### Set task 1
Pick out every line in the entries below that contains the word "belt", and copy each one.

### Extract
○ ○ ○ ○
Site Reliability Engineer

Location:

Remote, Ukraine | Anywhere, Worldwide

About company:

Overcode is a full-cycle custom software development company that provides software design and development services to startups and established businesses. Our clients have successfully partnered with well-known brands such as LinkedIn, Twitch, SAP and some of them have been acquired by big tech companies such as New Relic.

We are dedicated to providing an elevated standard of service in the following areas:

• Software Development
• Product engineering
• Web App Development
• Product Design (UX/UI)

About the project:

This is a project for a partner of Overcode. Innovative AI Cloud Database Platform which helps large companies and corporations reduce project infrastructure costs. Stack of the project - Kubernetes, AWS/GCP, Grafana, Prometheus, Python.
○ ○ ○ ○
### Set task 2
Carry on the Site Reliability Engineer job posting above, picking up right after its final sentence.
○ ○ ○ ○
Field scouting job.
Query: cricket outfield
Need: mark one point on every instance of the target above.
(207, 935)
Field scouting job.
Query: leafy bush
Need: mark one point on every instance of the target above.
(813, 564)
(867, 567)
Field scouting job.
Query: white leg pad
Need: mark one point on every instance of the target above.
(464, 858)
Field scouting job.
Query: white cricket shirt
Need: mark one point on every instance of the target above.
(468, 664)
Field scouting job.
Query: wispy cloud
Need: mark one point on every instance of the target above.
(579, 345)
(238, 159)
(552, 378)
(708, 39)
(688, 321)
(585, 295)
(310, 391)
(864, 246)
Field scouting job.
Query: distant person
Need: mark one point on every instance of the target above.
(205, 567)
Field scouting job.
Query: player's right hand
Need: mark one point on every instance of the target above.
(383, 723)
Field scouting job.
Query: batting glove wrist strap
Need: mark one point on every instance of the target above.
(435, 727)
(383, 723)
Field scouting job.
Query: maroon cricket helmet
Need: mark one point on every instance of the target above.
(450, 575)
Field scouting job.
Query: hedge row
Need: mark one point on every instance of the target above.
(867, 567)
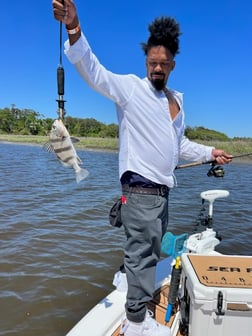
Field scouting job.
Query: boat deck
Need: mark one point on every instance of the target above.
(158, 306)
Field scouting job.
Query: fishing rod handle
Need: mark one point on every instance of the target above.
(61, 80)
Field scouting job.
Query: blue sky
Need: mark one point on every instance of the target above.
(213, 69)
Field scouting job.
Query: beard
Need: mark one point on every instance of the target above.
(158, 83)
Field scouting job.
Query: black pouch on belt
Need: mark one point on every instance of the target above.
(115, 214)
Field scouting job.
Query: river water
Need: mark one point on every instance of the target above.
(58, 253)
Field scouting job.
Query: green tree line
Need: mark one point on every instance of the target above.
(28, 122)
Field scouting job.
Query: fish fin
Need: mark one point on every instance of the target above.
(74, 140)
(81, 175)
(78, 159)
(48, 147)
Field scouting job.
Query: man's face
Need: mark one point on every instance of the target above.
(159, 63)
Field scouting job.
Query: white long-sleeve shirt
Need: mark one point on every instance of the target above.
(150, 142)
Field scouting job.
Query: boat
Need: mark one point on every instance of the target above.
(198, 291)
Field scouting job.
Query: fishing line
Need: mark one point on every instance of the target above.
(61, 78)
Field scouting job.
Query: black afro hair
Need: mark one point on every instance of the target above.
(164, 31)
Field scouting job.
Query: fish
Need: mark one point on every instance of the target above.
(61, 143)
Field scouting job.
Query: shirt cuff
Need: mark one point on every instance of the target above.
(75, 52)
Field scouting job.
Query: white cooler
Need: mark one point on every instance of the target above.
(218, 294)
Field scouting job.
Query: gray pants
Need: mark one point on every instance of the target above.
(145, 220)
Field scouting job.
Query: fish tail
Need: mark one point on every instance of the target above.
(81, 175)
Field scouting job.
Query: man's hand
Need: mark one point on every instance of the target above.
(65, 11)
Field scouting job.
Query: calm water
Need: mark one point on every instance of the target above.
(58, 252)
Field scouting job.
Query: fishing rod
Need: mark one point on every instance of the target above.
(61, 81)
(216, 171)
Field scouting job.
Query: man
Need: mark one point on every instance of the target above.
(151, 141)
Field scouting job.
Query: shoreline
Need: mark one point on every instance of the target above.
(81, 146)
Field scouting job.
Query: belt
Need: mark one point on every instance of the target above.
(162, 190)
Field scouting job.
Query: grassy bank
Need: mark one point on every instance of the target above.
(85, 143)
(234, 147)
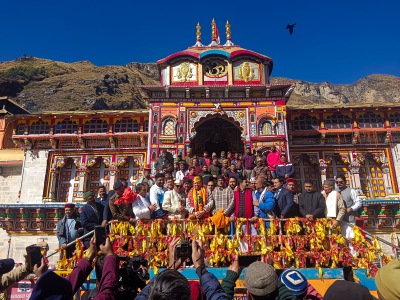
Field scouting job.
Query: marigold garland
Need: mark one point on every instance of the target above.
(303, 243)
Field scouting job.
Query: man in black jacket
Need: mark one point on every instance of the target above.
(311, 204)
(69, 228)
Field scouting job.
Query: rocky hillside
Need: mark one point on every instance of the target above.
(45, 85)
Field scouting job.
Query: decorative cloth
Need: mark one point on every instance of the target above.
(387, 280)
(127, 197)
(295, 282)
(331, 205)
(219, 219)
(87, 195)
(261, 279)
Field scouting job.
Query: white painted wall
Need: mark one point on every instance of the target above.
(33, 176)
(10, 182)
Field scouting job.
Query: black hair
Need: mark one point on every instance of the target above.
(267, 182)
(139, 187)
(170, 284)
(98, 266)
(187, 180)
(341, 176)
(158, 175)
(237, 181)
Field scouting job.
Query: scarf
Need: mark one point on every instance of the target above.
(198, 199)
(331, 204)
(248, 202)
(127, 197)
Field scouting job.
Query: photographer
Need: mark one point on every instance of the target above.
(132, 277)
(170, 284)
(9, 275)
(51, 286)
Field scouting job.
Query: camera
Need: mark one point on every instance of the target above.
(132, 277)
(183, 250)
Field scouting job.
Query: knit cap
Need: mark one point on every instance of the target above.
(387, 280)
(295, 282)
(261, 279)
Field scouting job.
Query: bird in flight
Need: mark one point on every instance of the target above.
(290, 28)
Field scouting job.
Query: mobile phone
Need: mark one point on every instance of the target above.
(100, 234)
(34, 254)
(247, 260)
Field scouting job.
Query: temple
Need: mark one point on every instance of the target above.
(215, 97)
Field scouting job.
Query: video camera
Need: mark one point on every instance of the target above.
(183, 250)
(132, 277)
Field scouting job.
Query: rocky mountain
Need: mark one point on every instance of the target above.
(45, 85)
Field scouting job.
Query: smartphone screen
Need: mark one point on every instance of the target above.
(100, 234)
(35, 255)
(247, 260)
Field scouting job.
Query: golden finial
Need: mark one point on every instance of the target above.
(213, 30)
(198, 32)
(228, 30)
(198, 36)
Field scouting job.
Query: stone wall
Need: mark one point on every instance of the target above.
(18, 244)
(10, 182)
(396, 161)
(33, 177)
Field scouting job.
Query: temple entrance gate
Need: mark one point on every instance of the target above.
(216, 134)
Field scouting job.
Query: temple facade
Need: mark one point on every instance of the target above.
(215, 97)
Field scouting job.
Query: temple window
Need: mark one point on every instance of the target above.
(394, 120)
(95, 126)
(169, 127)
(126, 125)
(66, 127)
(20, 129)
(370, 120)
(266, 127)
(39, 127)
(337, 121)
(305, 122)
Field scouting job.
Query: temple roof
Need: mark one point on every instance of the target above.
(227, 51)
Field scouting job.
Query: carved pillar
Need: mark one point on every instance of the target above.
(83, 173)
(52, 197)
(114, 175)
(354, 168)
(323, 164)
(386, 178)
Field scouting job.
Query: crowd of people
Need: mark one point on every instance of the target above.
(234, 186)
(261, 279)
(251, 186)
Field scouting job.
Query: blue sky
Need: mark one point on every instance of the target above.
(336, 41)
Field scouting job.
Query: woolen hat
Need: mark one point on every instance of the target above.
(6, 265)
(87, 195)
(342, 289)
(118, 184)
(69, 205)
(295, 282)
(261, 279)
(387, 280)
(50, 286)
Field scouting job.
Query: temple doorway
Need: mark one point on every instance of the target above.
(216, 134)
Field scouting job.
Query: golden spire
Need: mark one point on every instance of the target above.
(228, 35)
(198, 32)
(213, 30)
(198, 36)
(228, 30)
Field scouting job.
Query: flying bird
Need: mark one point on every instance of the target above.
(290, 28)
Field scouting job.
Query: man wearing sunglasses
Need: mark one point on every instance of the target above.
(352, 203)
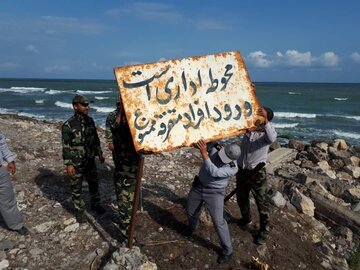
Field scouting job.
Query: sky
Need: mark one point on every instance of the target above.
(279, 40)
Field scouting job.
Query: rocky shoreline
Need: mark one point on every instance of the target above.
(315, 191)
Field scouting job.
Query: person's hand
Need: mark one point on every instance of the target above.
(111, 146)
(12, 167)
(263, 113)
(145, 152)
(118, 118)
(201, 145)
(70, 170)
(101, 158)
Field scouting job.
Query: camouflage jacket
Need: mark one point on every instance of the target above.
(80, 140)
(119, 134)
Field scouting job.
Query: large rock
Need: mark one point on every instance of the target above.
(303, 203)
(340, 144)
(297, 145)
(316, 154)
(324, 165)
(278, 200)
(279, 156)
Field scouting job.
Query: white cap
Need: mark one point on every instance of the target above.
(230, 152)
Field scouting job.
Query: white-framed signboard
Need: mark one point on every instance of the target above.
(171, 104)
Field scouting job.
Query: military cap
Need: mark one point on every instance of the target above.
(80, 99)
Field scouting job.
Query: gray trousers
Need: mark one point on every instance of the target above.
(8, 205)
(214, 199)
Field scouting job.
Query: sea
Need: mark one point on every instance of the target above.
(302, 111)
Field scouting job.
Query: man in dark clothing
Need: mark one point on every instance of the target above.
(254, 150)
(126, 161)
(80, 146)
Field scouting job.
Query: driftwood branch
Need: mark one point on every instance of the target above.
(336, 212)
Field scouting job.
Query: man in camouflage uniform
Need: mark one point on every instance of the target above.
(80, 146)
(126, 160)
(254, 150)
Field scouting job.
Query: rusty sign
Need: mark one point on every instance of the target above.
(174, 103)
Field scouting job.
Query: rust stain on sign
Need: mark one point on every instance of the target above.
(175, 103)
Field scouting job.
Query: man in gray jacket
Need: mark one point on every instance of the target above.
(8, 205)
(209, 188)
(254, 150)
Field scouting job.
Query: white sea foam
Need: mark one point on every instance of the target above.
(5, 111)
(92, 92)
(56, 92)
(22, 90)
(346, 134)
(294, 115)
(102, 109)
(63, 105)
(285, 125)
(36, 116)
(353, 117)
(53, 92)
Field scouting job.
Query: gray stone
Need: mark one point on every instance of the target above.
(6, 244)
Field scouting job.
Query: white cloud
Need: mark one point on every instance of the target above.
(329, 59)
(258, 59)
(52, 24)
(355, 56)
(148, 11)
(165, 14)
(56, 68)
(31, 48)
(209, 24)
(294, 58)
(8, 66)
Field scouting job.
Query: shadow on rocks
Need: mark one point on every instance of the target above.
(56, 188)
(163, 192)
(171, 220)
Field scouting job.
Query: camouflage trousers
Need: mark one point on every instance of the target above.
(126, 166)
(247, 181)
(88, 172)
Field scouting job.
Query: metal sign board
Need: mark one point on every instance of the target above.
(175, 103)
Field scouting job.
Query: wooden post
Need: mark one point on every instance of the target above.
(135, 200)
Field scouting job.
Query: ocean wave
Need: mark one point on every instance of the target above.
(285, 125)
(53, 92)
(56, 92)
(63, 105)
(22, 90)
(103, 109)
(353, 117)
(92, 92)
(5, 111)
(36, 116)
(294, 115)
(351, 135)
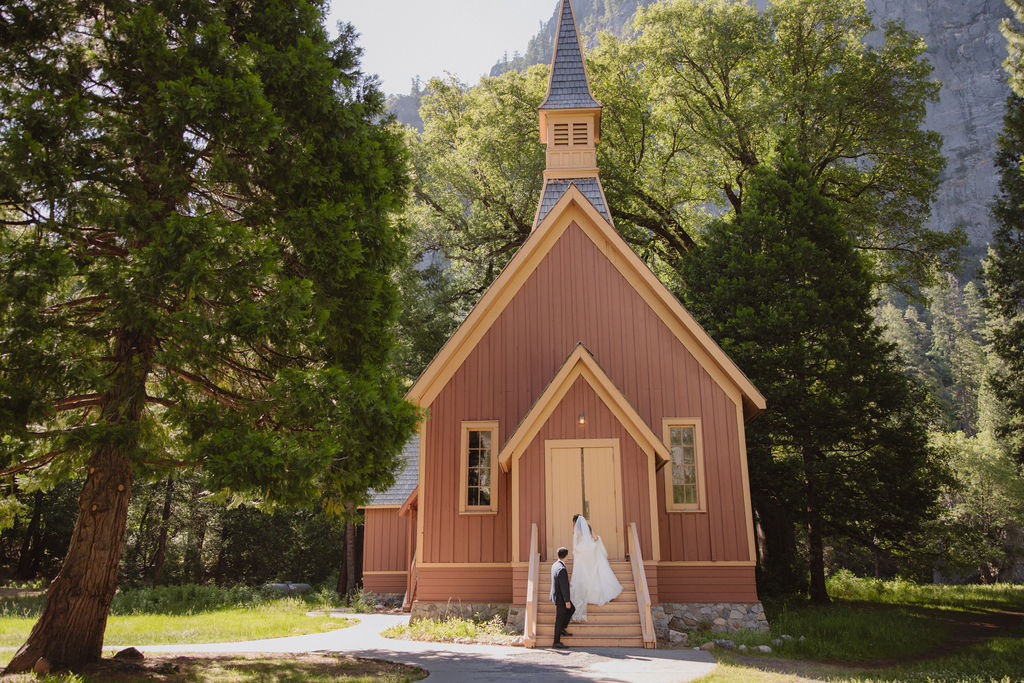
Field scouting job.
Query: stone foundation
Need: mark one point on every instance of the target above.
(390, 600)
(517, 617)
(719, 616)
(440, 610)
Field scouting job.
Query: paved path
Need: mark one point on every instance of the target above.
(458, 664)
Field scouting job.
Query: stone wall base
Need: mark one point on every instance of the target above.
(719, 616)
(517, 617)
(441, 610)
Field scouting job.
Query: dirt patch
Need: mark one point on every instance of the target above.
(967, 630)
(177, 669)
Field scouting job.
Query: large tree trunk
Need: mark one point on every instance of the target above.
(782, 570)
(33, 540)
(819, 593)
(157, 575)
(350, 549)
(70, 632)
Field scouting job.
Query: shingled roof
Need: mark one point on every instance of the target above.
(568, 88)
(404, 480)
(554, 188)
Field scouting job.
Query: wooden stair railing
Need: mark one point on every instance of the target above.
(643, 594)
(529, 627)
(407, 603)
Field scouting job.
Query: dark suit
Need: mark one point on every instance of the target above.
(560, 588)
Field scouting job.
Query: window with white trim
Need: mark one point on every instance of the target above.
(478, 467)
(684, 474)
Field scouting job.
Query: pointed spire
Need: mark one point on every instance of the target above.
(568, 88)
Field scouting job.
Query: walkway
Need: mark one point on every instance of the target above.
(449, 662)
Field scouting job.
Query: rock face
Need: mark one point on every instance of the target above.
(967, 50)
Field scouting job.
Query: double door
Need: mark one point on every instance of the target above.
(584, 477)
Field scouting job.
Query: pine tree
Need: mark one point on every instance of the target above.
(784, 292)
(195, 267)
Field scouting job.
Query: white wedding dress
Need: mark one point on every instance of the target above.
(593, 581)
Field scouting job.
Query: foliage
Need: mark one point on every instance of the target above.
(455, 629)
(845, 586)
(982, 511)
(843, 444)
(1014, 62)
(195, 265)
(593, 17)
(478, 169)
(727, 85)
(1005, 279)
(286, 616)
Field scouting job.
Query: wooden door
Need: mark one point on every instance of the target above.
(584, 477)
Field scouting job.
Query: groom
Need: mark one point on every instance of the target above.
(560, 596)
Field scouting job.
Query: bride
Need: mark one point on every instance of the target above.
(593, 580)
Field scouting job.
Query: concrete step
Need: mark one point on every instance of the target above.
(593, 641)
(624, 579)
(597, 617)
(593, 630)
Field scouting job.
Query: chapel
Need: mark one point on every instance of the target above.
(578, 384)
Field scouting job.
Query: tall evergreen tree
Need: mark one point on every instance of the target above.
(195, 267)
(786, 295)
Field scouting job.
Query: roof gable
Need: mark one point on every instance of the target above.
(581, 365)
(404, 480)
(573, 207)
(555, 187)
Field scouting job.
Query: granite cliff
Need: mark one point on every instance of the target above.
(964, 45)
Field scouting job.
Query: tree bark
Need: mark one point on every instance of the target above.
(157, 574)
(819, 593)
(70, 632)
(349, 549)
(33, 539)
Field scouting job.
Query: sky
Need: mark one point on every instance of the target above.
(402, 39)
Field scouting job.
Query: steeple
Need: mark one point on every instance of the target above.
○ ○ ○ ○
### Exercise result 1
Query: black pouch on belt
Query: belt

### Exercise result 2
Overview:

We are looking for a dedicated and proactive Site Reliability Engineer (SRE) with a specialization in Kubernetes to enhance our dynamic technology team. This pivotal role focuses on improving the reliability and performance of our Kubernetes-deployed software solutions. The ideal candidate will possess a robust background in deploying code to Kubernetes environments, orchestrating and maintaining Kubernetes clusters with advanced infrastructure tools, and adeptly managing operational incidents to ensure system resilience and efficiency.

Responsibilities:

- Deploy containerized applications to Kubernetes using a mostly automated system, ensuring reliable and scalable application performance.
- Continuously monitor system performance and reliability to proactively identify and resolve issues, aiming to surpass our Service Level Agreements (SLAs).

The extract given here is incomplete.